== 阅读摘录 ==
——————
虽然题目给的tag没有给trie, 不过我还是想用trie来尝试一下;

最后花了很多时间, trie的做法还是没有做出来, 被最后一个case给break掉了, 代码:

class Solution {  
    String longest_word;  
    int min_delete;  

    public String findLongestWord(String s, List<String> d) {  
        // Good practice to initialize the instance variables in the entry function, rather than in constructor or statically.  
        //The latter way won't matter to OJ, but will hurt local results.  
        longest_word = "";  
        min_delete = Integer.MAX_VALUE;  
        TrieNode root = new TrieNode ();  
        root.word = "-";  
        for (String word : d)  
            root.insert (word);  
        dfs (root, s.toCharArray (), 0, 0);  
        return longest_word.equals ("-") ? "" : longest_word;  
    }  

    void dfs (TrieNode node, char[] chs, int index, int skip) {  
        if (skip > min_delete)  
            return;  
        if (index >= chs.length) {  
            if (node.word.length () == 0)  
                return;  
            if (skip < min_delete) {  
                min_delete = skip;  
                longest_word = node.word;  
            } else if (skip == min_delete && node.word.compareTo (longest_word) < 0) {  
                longest_word = node.word;  
            }  
            return;  
        }  
        if (node.link_count > 0) {  
            for (int i = 0; i < 26; i++) {  
                if (node.links[i] != null) {  
                    if (i + 'a' == chs[index])  
                        dfs (node.links[i], chs, index + 1, skip);  
                    else  
                        dfs (node, chs, index + 1, skip + 1);  
                }  
            }  
        } else {  
            if (node.equals (""))  
                return;  
            skip += chs.length - index;  
            if (skip < min_delete) {  
                min_delete = skip;  
                longest_word = node.word;  
                return;  
            } else if (skip == min_delete && node.word.compareTo (longest_word) < 0) {  
                longest_word = node.word;  
            }  
        }  
    }  

    static class TrieNode {  
        String word = "";  
        TrieNode[] links = new TrieNode[26];  
        int link_count = 0;  

        void insert (String s) {  
            char[] chs = s.toCharArray ();  
            TrieNode cur = this;  
            // Easy mistake: use `cur.links`, not `links` in the loop below!!!  
            for (char c : chs) {  
                if (cur.links[c - 'a'] == null) {  
                    cur.links[c - 'a'] = new TrieNode ();  
                    cur.link_count++;  
                }  
                cur = cur.links[c - 'a'];  
            }  
            cur.word = s;  
        }  

        // easy testing utility to see the content of the trie  
        void test () {  
            if (this.word.length () > 0)
——————
== 提供的信息 ==

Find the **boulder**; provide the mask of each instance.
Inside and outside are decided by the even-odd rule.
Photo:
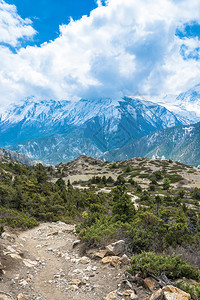
[[[135,294],[135,292],[133,290],[126,290],[123,291],[123,296],[131,296],[132,294]]]
[[[151,292],[153,292],[157,287],[158,283],[154,279],[147,277],[144,279],[144,284]]]
[[[78,246],[81,243],[81,240],[76,240],[72,244],[72,248],[74,249],[76,246]]]
[[[125,251],[125,241],[119,240],[106,247],[107,253],[110,255],[119,255]]]
[[[190,300],[191,296],[188,293],[174,287],[173,285],[167,285],[162,289],[164,300]]]
[[[159,289],[155,293],[153,293],[149,300],[164,300],[162,290]]]
[[[13,300],[13,298],[9,294],[4,293],[4,292],[0,292],[0,299],[1,300]]]
[[[117,267],[121,265],[118,256],[106,256],[101,261],[103,264],[110,264],[113,267]]]
[[[131,300],[138,300],[139,298],[138,298],[138,295],[136,295],[135,293],[132,293],[132,294],[130,295],[130,299],[131,299]]]
[[[190,300],[191,296],[188,293],[174,287],[173,285],[167,285],[150,297],[150,300]]]
[[[126,254],[124,254],[122,257],[120,257],[119,260],[122,263],[122,265],[128,265],[130,263],[130,259],[128,258],[128,256]]]
[[[26,297],[23,294],[19,294],[17,300],[26,300]]]
[[[118,297],[117,297],[117,290],[115,290],[115,291],[110,292],[110,293],[106,296],[105,300],[116,300],[117,298],[118,298]]]

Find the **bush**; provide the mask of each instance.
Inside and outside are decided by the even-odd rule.
[[[153,252],[142,252],[131,259],[130,273],[142,272],[144,276],[160,276],[165,273],[170,279],[186,277],[200,280],[200,270],[197,266],[189,265],[182,255],[165,256]]]
[[[2,235],[3,232],[4,232],[4,227],[3,225],[0,225],[0,236]]]

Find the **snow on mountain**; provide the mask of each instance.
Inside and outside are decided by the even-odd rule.
[[[165,157],[184,164],[200,165],[200,122],[156,131],[120,149],[105,152],[100,158],[118,161],[138,156]]]
[[[156,102],[173,111],[186,124],[200,121],[200,84],[178,96],[168,95]]]
[[[0,146],[46,162],[51,156],[53,163],[73,159],[83,149],[87,155],[98,156],[183,123],[158,104],[130,97],[77,102],[31,98],[2,110]]]

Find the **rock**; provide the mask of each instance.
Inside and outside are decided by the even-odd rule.
[[[125,251],[125,241],[119,240],[106,247],[107,253],[110,255],[119,255]]]
[[[107,252],[108,252],[107,250],[99,250],[93,254],[93,257],[102,259],[102,258],[104,258],[104,256],[106,256]]]
[[[157,287],[157,282],[150,277],[144,279],[144,284],[151,292]]]
[[[132,284],[128,280],[123,280],[120,284],[121,289],[132,289]]]
[[[122,263],[122,265],[128,265],[130,263],[130,259],[126,254],[124,254],[119,260]]]
[[[58,231],[52,231],[47,234],[47,236],[58,235]]]
[[[1,235],[2,239],[13,241],[14,237],[12,237],[8,232],[3,232]]]
[[[37,261],[32,261],[30,259],[24,259],[23,263],[25,264],[26,267],[28,268],[32,268],[35,267],[37,265]]]
[[[191,296],[188,293],[174,287],[167,285],[151,295],[150,300],[190,300]]]
[[[0,299],[1,300],[13,300],[13,298],[9,294],[4,293],[4,292],[0,292]]]
[[[16,253],[9,253],[8,255],[11,256],[14,259],[19,259],[19,260],[22,259],[21,256],[19,254],[16,254]]]
[[[76,286],[80,286],[81,285],[81,280],[80,279],[72,279],[72,281],[70,282],[71,285],[76,285]]]
[[[173,285],[167,285],[162,289],[164,300],[190,300],[191,296],[188,293],[174,287]]]
[[[123,292],[124,296],[130,296],[131,294],[135,294],[135,292],[133,290],[126,290]]]
[[[113,300],[117,299],[117,290],[110,292],[105,298],[105,300],[112,300],[112,299]]]
[[[79,262],[81,264],[89,264],[90,263],[90,259],[87,256],[83,256],[79,259]]]
[[[106,256],[104,258],[102,258],[102,263],[103,264],[121,264],[119,257],[118,256]]]
[[[17,300],[26,300],[26,297],[23,294],[19,294]]]
[[[130,295],[130,299],[131,299],[131,300],[138,300],[139,298],[138,298],[138,295],[136,295],[135,293],[132,293],[132,294]]]
[[[78,246],[80,244],[81,240],[76,240],[73,242],[72,244],[72,248],[74,249],[76,246]]]
[[[149,300],[164,300],[163,298],[163,292],[161,289],[153,293]]]

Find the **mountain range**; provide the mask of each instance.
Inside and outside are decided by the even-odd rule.
[[[105,160],[165,156],[198,165],[200,85],[158,99],[29,98],[0,114],[0,147],[58,164],[85,154]],[[196,124],[195,124],[196,123]]]
[[[189,165],[200,165],[200,122],[156,131],[120,149],[108,151],[101,158],[112,161],[135,156],[163,157]]]
[[[99,157],[156,130],[183,124],[165,107],[140,99],[27,99],[0,115],[0,146],[49,164]]]

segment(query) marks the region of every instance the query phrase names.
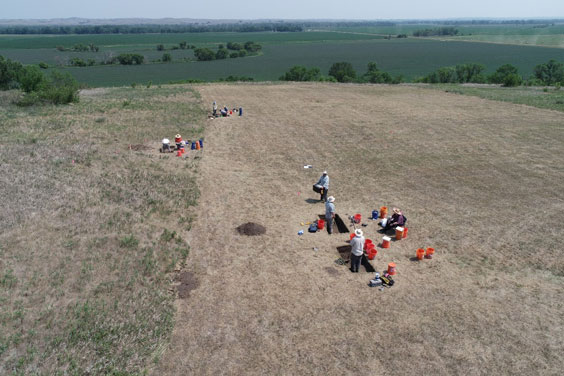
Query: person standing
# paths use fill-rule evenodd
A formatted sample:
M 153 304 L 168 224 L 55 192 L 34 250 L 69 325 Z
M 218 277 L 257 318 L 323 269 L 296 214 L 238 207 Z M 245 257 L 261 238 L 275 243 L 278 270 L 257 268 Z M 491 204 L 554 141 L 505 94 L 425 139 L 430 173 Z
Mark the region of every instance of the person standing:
——————
== 需要完成 ==
a) 对照这段关于trie解法的摘录，判断下面三个说法是否与它相符。每项回答“是”或“否”，并原样引用摘录中起决定作用的文字。(i) 作者用trie的做法最终通过了所有case。(ii) 题目给的tag里没有trie。(iii) TrieNode中的links数组长度为26。
b) 请把这段关于trie解法的摘录从“for (char c”到“(this.word.length () > 0)”的部分重新写出，并将其中的“cur”换成“node”。

== 各题解答 ==
a)
(i) 否。“trie的做法还是没有做出来, 被最后一个case给break掉了”
(ii) 是。“虽然题目给的tag没有给trie”
(iii) 是。“TrieNode[] links = new TrieNode[26];”

b)
for (char c : chs) {  
                if (node.links[c - 'a'] == null) {  
                    node.links[c - 'a'] = new TrieNode ();  
                    node.link_count++;  
                }  
                node = node.links[c - 'a'];  
            }  
            node.word = s;  
        }  

        // easy testing utility to see the content of the trie  
        void test () {  
            if (this.word.length () > 0)